Birkaç kayıt
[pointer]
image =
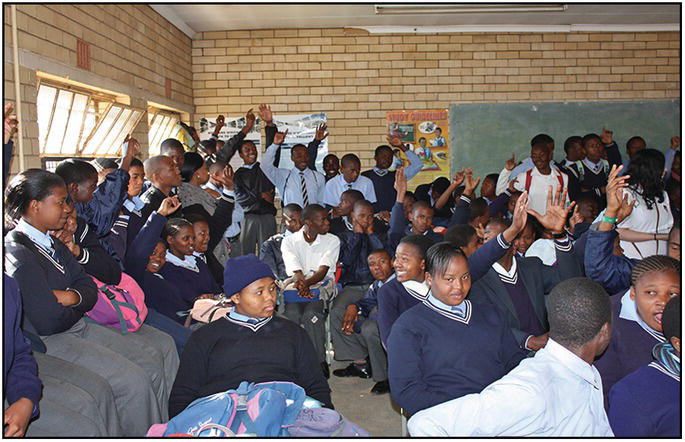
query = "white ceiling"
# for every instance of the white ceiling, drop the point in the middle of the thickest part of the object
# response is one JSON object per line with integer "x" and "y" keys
{"x": 221, "y": 17}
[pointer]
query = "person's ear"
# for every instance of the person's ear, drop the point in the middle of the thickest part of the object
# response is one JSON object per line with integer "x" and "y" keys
{"x": 675, "y": 342}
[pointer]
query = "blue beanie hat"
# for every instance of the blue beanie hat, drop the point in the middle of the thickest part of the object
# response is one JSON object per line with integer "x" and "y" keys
{"x": 243, "y": 271}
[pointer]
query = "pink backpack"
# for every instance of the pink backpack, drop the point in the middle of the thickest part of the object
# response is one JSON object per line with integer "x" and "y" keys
{"x": 120, "y": 306}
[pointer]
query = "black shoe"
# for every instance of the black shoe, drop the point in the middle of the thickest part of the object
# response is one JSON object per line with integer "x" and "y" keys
{"x": 352, "y": 370}
{"x": 381, "y": 387}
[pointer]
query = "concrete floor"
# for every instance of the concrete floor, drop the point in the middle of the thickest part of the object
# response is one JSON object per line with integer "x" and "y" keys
{"x": 352, "y": 397}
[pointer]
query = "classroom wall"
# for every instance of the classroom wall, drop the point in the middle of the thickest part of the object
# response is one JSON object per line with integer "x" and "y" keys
{"x": 355, "y": 77}
{"x": 133, "y": 51}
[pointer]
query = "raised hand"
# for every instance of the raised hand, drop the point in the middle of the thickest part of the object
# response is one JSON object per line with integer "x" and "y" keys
{"x": 675, "y": 143}
{"x": 169, "y": 205}
{"x": 10, "y": 122}
{"x": 520, "y": 215}
{"x": 554, "y": 219}
{"x": 607, "y": 137}
{"x": 400, "y": 182}
{"x": 265, "y": 114}
{"x": 279, "y": 137}
{"x": 321, "y": 133}
{"x": 510, "y": 164}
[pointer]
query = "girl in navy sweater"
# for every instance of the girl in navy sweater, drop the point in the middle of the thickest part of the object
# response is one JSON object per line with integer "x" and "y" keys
{"x": 637, "y": 318}
{"x": 447, "y": 346}
{"x": 56, "y": 293}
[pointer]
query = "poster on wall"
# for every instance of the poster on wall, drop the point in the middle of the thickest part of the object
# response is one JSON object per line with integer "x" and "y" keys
{"x": 233, "y": 126}
{"x": 426, "y": 132}
{"x": 301, "y": 130}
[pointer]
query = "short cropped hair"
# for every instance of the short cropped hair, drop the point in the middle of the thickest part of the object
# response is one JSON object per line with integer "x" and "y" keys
{"x": 577, "y": 309}
{"x": 459, "y": 235}
{"x": 671, "y": 319}
{"x": 77, "y": 171}
{"x": 541, "y": 138}
{"x": 420, "y": 242}
{"x": 439, "y": 257}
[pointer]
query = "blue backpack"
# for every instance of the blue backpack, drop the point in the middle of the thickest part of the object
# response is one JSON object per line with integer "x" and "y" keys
{"x": 262, "y": 410}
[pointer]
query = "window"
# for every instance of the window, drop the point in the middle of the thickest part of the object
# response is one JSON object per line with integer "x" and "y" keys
{"x": 163, "y": 125}
{"x": 76, "y": 122}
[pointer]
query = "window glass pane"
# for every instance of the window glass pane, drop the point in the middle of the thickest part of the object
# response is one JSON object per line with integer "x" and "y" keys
{"x": 71, "y": 138}
{"x": 44, "y": 103}
{"x": 108, "y": 120}
{"x": 59, "y": 125}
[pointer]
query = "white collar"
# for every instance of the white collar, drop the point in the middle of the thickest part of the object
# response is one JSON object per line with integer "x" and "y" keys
{"x": 576, "y": 365}
{"x": 190, "y": 262}
{"x": 629, "y": 312}
{"x": 418, "y": 290}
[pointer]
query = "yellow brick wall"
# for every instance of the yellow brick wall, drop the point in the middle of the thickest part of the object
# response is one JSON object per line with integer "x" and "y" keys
{"x": 355, "y": 77}
{"x": 131, "y": 45}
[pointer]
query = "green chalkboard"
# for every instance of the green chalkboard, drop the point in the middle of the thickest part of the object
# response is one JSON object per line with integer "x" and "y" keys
{"x": 483, "y": 136}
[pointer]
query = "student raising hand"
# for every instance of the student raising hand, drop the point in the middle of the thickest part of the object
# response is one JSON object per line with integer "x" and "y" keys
{"x": 554, "y": 219}
{"x": 169, "y": 205}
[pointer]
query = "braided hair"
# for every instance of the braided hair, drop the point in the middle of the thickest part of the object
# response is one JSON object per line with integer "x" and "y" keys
{"x": 654, "y": 263}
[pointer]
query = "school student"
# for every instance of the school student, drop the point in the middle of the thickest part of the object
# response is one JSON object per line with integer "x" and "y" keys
{"x": 165, "y": 176}
{"x": 301, "y": 185}
{"x": 355, "y": 334}
{"x": 537, "y": 180}
{"x": 255, "y": 193}
{"x": 310, "y": 256}
{"x": 248, "y": 344}
{"x": 383, "y": 179}
{"x": 349, "y": 178}
{"x": 557, "y": 393}
{"x": 56, "y": 293}
{"x": 518, "y": 287}
{"x": 638, "y": 318}
{"x": 270, "y": 251}
{"x": 645, "y": 231}
{"x": 646, "y": 403}
{"x": 182, "y": 268}
{"x": 447, "y": 346}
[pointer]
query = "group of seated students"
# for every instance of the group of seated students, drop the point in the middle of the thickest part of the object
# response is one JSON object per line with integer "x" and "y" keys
{"x": 547, "y": 306}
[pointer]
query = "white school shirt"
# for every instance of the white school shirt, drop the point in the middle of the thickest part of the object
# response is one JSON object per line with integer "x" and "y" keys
{"x": 337, "y": 185}
{"x": 288, "y": 181}
{"x": 642, "y": 219}
{"x": 554, "y": 394}
{"x": 298, "y": 254}
{"x": 539, "y": 186}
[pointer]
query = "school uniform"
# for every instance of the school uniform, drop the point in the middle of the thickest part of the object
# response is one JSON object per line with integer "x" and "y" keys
{"x": 337, "y": 185}
{"x": 299, "y": 254}
{"x": 519, "y": 293}
{"x": 133, "y": 370}
{"x": 190, "y": 275}
{"x": 647, "y": 402}
{"x": 632, "y": 341}
{"x": 259, "y": 223}
{"x": 438, "y": 352}
{"x": 384, "y": 181}
{"x": 395, "y": 297}
{"x": 236, "y": 348}
{"x": 602, "y": 266}
{"x": 366, "y": 339}
{"x": 553, "y": 394}
{"x": 301, "y": 187}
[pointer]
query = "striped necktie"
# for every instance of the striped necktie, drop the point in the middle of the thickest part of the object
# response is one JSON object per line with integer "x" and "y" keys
{"x": 303, "y": 184}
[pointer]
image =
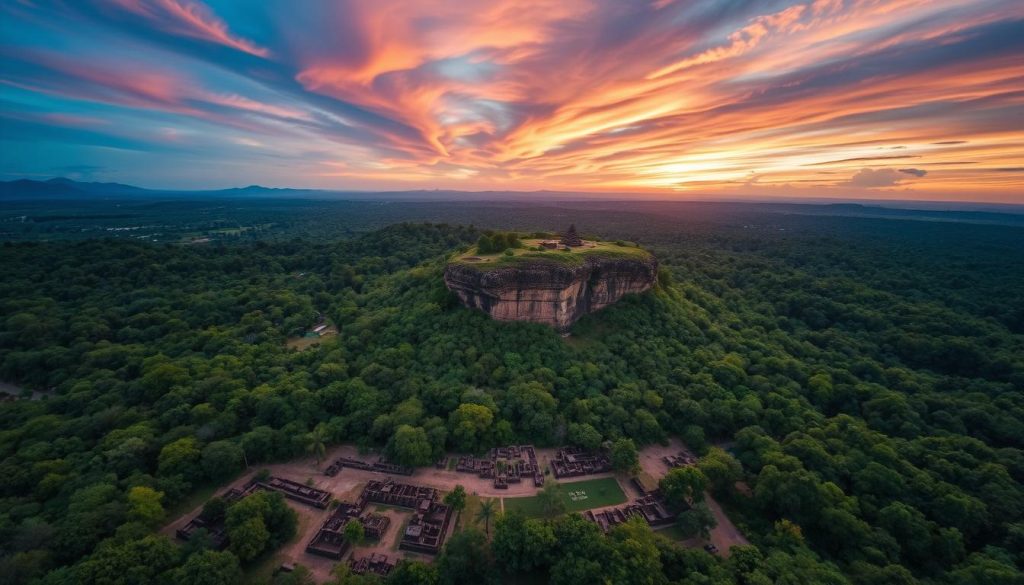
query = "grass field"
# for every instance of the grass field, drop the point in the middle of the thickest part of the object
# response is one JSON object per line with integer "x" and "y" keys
{"x": 578, "y": 496}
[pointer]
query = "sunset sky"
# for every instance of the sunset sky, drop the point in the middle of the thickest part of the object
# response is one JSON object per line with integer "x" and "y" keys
{"x": 875, "y": 99}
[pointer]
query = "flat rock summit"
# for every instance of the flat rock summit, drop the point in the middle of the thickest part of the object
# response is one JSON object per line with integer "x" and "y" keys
{"x": 555, "y": 287}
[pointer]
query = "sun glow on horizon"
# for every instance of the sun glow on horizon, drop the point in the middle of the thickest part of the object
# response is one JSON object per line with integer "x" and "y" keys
{"x": 904, "y": 99}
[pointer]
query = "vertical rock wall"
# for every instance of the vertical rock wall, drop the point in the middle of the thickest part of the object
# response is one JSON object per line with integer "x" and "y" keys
{"x": 549, "y": 292}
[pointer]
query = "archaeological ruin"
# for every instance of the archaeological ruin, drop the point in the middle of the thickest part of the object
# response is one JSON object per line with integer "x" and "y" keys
{"x": 505, "y": 465}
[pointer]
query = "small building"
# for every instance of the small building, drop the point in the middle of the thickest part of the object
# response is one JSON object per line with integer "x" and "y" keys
{"x": 571, "y": 239}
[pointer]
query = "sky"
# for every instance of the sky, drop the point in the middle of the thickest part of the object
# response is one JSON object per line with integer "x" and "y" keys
{"x": 902, "y": 99}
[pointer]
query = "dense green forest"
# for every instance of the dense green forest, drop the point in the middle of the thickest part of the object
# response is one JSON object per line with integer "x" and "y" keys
{"x": 867, "y": 374}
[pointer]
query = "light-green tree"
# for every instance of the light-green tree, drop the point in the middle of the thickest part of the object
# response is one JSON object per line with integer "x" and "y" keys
{"x": 457, "y": 500}
{"x": 354, "y": 532}
{"x": 486, "y": 511}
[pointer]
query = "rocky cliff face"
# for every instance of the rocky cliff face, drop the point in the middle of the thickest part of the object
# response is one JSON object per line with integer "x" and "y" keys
{"x": 548, "y": 292}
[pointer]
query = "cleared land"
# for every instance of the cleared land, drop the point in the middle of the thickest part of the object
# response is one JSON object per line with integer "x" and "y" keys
{"x": 578, "y": 496}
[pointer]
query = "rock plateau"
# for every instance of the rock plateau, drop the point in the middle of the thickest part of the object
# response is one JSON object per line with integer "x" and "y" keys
{"x": 549, "y": 291}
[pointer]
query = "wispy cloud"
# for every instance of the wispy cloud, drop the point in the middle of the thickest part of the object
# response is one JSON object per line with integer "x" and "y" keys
{"x": 586, "y": 94}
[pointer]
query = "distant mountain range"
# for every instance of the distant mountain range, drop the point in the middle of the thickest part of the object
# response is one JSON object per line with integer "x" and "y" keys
{"x": 67, "y": 190}
{"x": 64, "y": 189}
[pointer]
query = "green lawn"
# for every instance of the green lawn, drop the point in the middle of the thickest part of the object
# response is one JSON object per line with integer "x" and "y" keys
{"x": 578, "y": 496}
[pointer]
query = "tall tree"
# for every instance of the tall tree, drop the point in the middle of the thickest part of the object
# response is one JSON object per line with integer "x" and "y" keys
{"x": 457, "y": 500}
{"x": 486, "y": 511}
{"x": 316, "y": 442}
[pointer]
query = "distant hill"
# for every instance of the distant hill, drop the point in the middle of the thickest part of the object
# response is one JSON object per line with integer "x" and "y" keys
{"x": 66, "y": 189}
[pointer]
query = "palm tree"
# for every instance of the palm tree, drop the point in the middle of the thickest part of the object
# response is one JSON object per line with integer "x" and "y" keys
{"x": 316, "y": 442}
{"x": 485, "y": 513}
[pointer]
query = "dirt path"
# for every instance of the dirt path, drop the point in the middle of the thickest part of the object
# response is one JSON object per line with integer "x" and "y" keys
{"x": 725, "y": 535}
{"x": 13, "y": 390}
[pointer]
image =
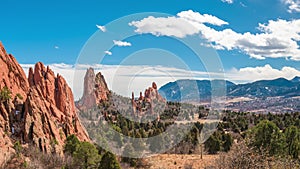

> Görev tanımı:
Listede "girl" dizesini içeren satırları sayın ve yalnızca sayıyı yazın.

> Çıktı aşağıda:
2